# INSTRUCTIONS FOR THE TASK
Your task is to extract every line from the material below exactly.
■ ■ ■
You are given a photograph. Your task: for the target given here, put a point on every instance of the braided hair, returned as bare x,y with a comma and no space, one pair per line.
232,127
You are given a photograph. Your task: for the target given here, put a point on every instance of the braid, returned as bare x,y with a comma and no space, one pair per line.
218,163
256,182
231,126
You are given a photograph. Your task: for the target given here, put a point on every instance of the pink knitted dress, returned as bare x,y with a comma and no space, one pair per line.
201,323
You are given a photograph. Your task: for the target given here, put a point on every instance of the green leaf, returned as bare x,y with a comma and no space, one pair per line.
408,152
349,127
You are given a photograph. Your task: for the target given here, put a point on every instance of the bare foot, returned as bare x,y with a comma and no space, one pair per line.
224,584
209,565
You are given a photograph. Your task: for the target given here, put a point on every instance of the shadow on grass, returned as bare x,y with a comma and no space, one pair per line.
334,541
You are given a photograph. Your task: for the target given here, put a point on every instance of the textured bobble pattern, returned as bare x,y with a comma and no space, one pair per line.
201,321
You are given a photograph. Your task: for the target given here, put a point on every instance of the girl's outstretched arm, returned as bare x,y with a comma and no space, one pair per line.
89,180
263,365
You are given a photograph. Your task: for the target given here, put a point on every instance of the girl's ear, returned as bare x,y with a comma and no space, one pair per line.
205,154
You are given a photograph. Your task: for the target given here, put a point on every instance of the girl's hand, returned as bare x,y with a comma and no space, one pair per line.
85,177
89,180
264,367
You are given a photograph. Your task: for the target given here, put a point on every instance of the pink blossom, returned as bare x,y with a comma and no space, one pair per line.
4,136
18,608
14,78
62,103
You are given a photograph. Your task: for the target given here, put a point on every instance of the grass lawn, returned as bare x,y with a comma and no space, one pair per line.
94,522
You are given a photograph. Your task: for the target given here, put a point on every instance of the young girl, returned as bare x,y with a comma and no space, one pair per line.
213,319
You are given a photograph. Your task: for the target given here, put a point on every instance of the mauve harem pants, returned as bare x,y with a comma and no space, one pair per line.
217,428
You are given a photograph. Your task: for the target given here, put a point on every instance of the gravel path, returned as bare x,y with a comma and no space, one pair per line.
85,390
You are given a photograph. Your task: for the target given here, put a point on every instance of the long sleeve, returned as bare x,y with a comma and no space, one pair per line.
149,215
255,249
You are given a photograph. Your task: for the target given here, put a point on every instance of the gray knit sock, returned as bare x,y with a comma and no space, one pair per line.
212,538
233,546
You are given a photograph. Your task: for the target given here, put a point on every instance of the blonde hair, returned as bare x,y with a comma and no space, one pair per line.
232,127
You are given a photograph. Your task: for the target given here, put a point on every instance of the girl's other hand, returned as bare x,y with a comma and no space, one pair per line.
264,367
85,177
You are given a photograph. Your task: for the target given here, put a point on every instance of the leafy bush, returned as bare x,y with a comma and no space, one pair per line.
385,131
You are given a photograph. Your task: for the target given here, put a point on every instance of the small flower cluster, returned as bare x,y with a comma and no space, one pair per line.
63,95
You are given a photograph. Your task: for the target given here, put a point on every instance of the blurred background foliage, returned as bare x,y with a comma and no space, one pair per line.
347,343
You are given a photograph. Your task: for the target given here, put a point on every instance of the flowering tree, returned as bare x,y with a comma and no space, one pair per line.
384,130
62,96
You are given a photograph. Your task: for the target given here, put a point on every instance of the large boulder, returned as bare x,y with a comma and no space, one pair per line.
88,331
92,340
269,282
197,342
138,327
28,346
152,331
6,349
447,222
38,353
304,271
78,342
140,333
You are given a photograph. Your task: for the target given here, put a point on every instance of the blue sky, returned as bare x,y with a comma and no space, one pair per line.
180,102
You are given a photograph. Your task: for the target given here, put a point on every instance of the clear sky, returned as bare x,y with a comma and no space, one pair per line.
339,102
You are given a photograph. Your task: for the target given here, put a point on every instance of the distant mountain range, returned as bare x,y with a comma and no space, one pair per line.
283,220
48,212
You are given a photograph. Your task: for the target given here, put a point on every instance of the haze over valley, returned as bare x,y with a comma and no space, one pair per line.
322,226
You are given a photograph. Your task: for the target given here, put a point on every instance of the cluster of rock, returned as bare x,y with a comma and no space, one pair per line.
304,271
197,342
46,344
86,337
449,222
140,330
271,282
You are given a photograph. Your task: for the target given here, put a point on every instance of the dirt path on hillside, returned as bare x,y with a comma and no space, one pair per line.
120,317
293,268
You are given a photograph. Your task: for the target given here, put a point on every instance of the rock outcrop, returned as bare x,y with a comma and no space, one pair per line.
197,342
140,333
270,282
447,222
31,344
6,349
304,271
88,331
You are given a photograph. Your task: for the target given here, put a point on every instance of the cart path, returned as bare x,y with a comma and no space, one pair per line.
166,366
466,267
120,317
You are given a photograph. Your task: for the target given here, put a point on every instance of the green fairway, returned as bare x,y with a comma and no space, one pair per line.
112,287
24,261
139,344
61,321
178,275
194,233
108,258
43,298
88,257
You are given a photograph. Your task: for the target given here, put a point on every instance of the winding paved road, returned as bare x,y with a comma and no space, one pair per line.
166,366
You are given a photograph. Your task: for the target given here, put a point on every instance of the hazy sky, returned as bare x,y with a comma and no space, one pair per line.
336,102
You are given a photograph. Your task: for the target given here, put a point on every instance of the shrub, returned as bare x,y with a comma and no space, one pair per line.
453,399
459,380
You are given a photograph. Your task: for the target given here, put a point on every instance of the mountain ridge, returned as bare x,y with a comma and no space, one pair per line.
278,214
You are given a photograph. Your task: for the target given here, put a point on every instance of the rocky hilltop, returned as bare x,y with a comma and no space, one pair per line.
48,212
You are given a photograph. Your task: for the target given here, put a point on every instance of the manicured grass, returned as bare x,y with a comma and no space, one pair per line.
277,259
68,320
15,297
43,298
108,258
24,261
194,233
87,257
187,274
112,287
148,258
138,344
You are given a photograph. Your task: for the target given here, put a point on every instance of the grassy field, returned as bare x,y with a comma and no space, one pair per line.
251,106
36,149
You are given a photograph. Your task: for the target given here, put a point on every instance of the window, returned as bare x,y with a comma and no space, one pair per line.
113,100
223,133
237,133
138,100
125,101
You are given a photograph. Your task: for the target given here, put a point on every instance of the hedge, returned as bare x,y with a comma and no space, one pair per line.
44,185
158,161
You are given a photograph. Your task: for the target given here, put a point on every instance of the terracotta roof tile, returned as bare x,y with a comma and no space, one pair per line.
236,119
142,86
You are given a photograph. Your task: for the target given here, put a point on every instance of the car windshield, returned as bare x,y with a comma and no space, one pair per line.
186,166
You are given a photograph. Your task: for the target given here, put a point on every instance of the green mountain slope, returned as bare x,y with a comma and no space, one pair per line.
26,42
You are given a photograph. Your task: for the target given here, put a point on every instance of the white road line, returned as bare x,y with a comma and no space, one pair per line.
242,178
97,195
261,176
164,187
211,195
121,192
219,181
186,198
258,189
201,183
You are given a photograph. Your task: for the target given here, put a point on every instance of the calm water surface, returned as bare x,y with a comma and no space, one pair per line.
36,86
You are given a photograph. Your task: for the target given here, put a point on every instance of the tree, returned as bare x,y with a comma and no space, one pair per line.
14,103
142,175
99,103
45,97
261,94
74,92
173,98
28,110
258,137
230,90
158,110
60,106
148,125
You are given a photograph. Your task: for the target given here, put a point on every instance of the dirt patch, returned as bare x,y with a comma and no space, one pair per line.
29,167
■ ■ ■
# RESULT
You are given a photograph. Your task: for the target given here, put a point on every instance of the braided hair, returned as bare x,y with a comma and no space, one pair per line.
232,127
You are given a photograph. Your task: for the target given here, put a point on every instance of the braid, returned as bare x,y with a comma and no space, one pair per line.
218,163
256,182
231,126
You are given a photograph. Your task: for the target given here, put a point on every instance of the pink knitted dress, returned as bare x,y with a comma and no space, one pair per line.
201,323
You are given a photograph. Your task: for the target given here, put a point on every instance of the green leaf, returned as bare x,y with a comma and no space, one pair per line.
408,152
349,127
You are given a photograph. Your task: for the target given here, put a point on every instance of the bare foot, returned as bare x,y with a comma and no space, one pair per line.
224,584
209,565
You are given a photograph. Your task: for the target given here, put a point on every instance of the shadow on grass, returned as bare x,y with a comma and no space, one pair per line.
334,541
You are given a photograph. Your task: for the target given here, put a point on every instance of the textured bobble pattern, returned as bare x,y with a comma and no space, one pair per line.
201,321
You are given a photograph. Your task: for the target given here, put a point on every instance of the girl's outstretched arm, returned as bare x,y with a comma and no space, one pair per line.
89,180
263,365
You are given a photograph. Your task: for the target given here, put a point on every instance of the girl's ear, returned as bare x,y with a comma and no space, one pair per line.
205,154
You are given a photograph. Your task: for the target given here, put a point on every instance of the girl's hand, returned as bare x,y with a comma and no space, one pair per line.
85,177
89,180
264,367
You are given a photograph. Your task: for the target given here, put a point on every instance of the pink blossom, returned as bare x,y with a comma and no space, one pair per line.
4,136
18,608
14,78
62,103
You are given a photograph. Your task: for the target given here, put a point on every instance of the grass lawn, returned as bare x,y with a comma and no space, one pair per line.
94,522
You are given a photograph. Your task: for the target given here, put a point on every instance of the young girl, returned as bare x,y with a comma and no space, one pair per line.
213,319
You are given a photograph. Your task: for the target given here, put a point on every instance of the mauve harem pants, returned as bare x,y with a comma and no space, one pair per line.
217,428
You are given a photograph. Your task: for the target given here, put a point on every instance of the gravel path, returned as bare x,y with a comma and no space, one pair per line.
85,390
You are given a photograph. Your task: for the target given here, put a point on every instance of the long sleeve, returned as bare x,y with a comma and no space, one pair per line.
149,215
255,249
You are given a photograph. Your task: for the target given here, put a point on every instance of the gray knit sock, returned as bare x,y with a comma and no space, one pair per line.
212,538
233,546
You are given a photograph. Your task: for the target given here, put a point on every instance of the blonde hair, returned as bare x,y with a comma and no space, one pair per line.
232,127
You are given a photograph. Your task: for the target given here, put a point on every instance of the girl's other hand, returned as bare x,y with a comma and no space, one pair per line.
264,367
85,177
You are given a photograph. Your task: for the target given here, put a point on every instance of the leafy bush, returned as bare x,y with a comma and no space, one pair per line.
385,131
You are given a photograph. Your task: for the target given here, put a point on every instance of the small flower cluster, returned as bare x,y with a comma and no space, one pair per line.
63,95
You are given a photograph. Your task: for the target given here, put a point on every instance of the blurred background foliage, returned as bare x,y with a comma and no space, one pair per line.
347,343
You are given a photograph. Your task: for the target given here, put a point on every instance of the flowering tree, returned as bare x,y with a comma and no space, one pair per line.
384,130
62,96
You are given a photograph. Your task: for the target given here, put a point on every instance of the large boulder, returned as bare x,y with a comma and no space, one pair per line.
88,331
92,340
269,282
197,342
138,327
28,346
152,331
6,349
447,222
38,353
304,271
78,342
140,333
You are given a photograph. Your task: for the target given here, put a point on every instance of the blue sky, returned as bare x,y with a comma and no space, one pair per line.
180,102
You are given a photograph. Your task: for the target given here, put a point on every instance of the clear sky, returned as bare x,y with a comma and no space, one pair per line.
339,102
You are given a photograph. Your task: for the target given here, put a point on every instance of the distant mountain range, returned as bare x,y with a comma and no space, one pair per line.
283,220
48,212
You are given a photograph. Your task: for the target given here, put a point on every instance of the haze over valley, returned as bare x,y with a comma and no space, one pair per line.
322,226
You are given a photograph. Your task: for the target given here, put a point on every instance of the cluster of rock, returned as bare x,y with a comma and no space, one pair per line.
304,271
197,342
46,344
86,337
449,222
140,330
271,282
You are given a photograph. Your task: for the target given here, put a point on every instance of the dirt path on hillside, returned as bare x,y with a comma and no space, one pair per line.
120,317
293,268
You are given a photograph. Your task: for the target given here, put a point on every instance of the rock outcrop, returned as bare x,y with a comma and no space, one pair per line.
197,342
140,333
270,282
447,222
31,344
6,349
304,271
88,331
You are given a photograph. Your task: for the target given here, put a point on every instance of the cart path, returned as bare x,y with a comma and no space, one pair per line.
166,366
466,267
120,317
You are given a photograph. Your task: for the target given here, put a point on every instance of the green fairway, returned as bare x,y with a comma and no space, one pair per line.
112,287
24,261
139,344
61,321
178,275
194,233
108,258
43,298
88,257
You are given a photograph. Your task: for the target given here, put a point on every instance of the winding paved road, returned as bare x,y with a comma and no space, one pair per line.
166,366
You are given a photograph. Your task: for the target given here, put a point on every instance of the hazy sky, returned as bare x,y with a comma and no space, one pair per line.
336,102
You are given a photograph. Your task: for the target given here, put a point on every instance of the shrub, returned as bare x,y with a comma and no space, one pair per line.
453,399
459,380
You are given a photograph. Your task: for the target given here, put a point on every instance of the mountain ridge, returned as bare x,y with a comma and no space, one pair per line.
278,214
You are given a photograph. Your task: for the target given here, put a point on every instance of the rocky hilltop, returned as bare x,y with a comma and no space, one pair per line.
48,212
You are given a photograph. Your task: for the target given here, put a point on every instance of the manicured grass, returned as bare x,y with a comma and no space, one pair per line.
277,259
68,320
15,297
43,298
108,258
24,261
194,233
87,257
187,274
112,287
148,258
138,344
You are given a photograph. Your task: for the target given here, put a point on every instance of the grassy field, returned as bare x,y with a comma and no space, one pair per line.
251,106
36,149
You are given a photograph. Your task: for the target given here, put a point on every instance of the window, returned as bare x,y with a comma and no space, one pair per line.
113,100
223,133
237,133
138,100
125,101
You are given a photograph. Your task: for the target given here, put a point on every instance of the hedge, returned as bare x,y with a comma and no space, one pair per line.
44,185
158,161
You are given a photograph. Your task: for the target given here, put a point on every instance of the terracotta roof tile, returned as bare x,y with a comma and no space, one pair per line.
236,119
142,86
You are given a photograph. Your task: for the target given here, put a point on every instance of the car windshield, returned as bare x,y with a comma and no space, one pair per line.
186,166
You are given a photograph. Your task: for the target given here, put a point on every instance of the green mountain slope, returned as bare x,y with a comma and no space, one pair per line.
26,42
You are given a photograph. Your task: for the target given here, put a point on every instance of the white road line, returned as bare x,y with a comma and no space, one pair per line.
242,178
97,195
261,176
164,187
211,195
121,192
219,181
186,198
258,189
201,183
You are given a photograph. Your task: for the target given here, put a point on every instance of the calm water surface, returned as bare x,y with a comma and no space, one pair per line.
36,86
You are given a photograph. Your task: for the target given here, put a point on every instance of the tree, returned as bare x,y with a comma and no space, one pair per line.
14,103
142,175
99,103
45,97
261,94
74,92
173,98
28,110
258,137
230,90
158,110
60,106
148,125
You are given a photograph. Your task: for the target given here, put a point on every instance of the dirt patch, returned as bare x,y with a comma and no space, one pair per line.
29,167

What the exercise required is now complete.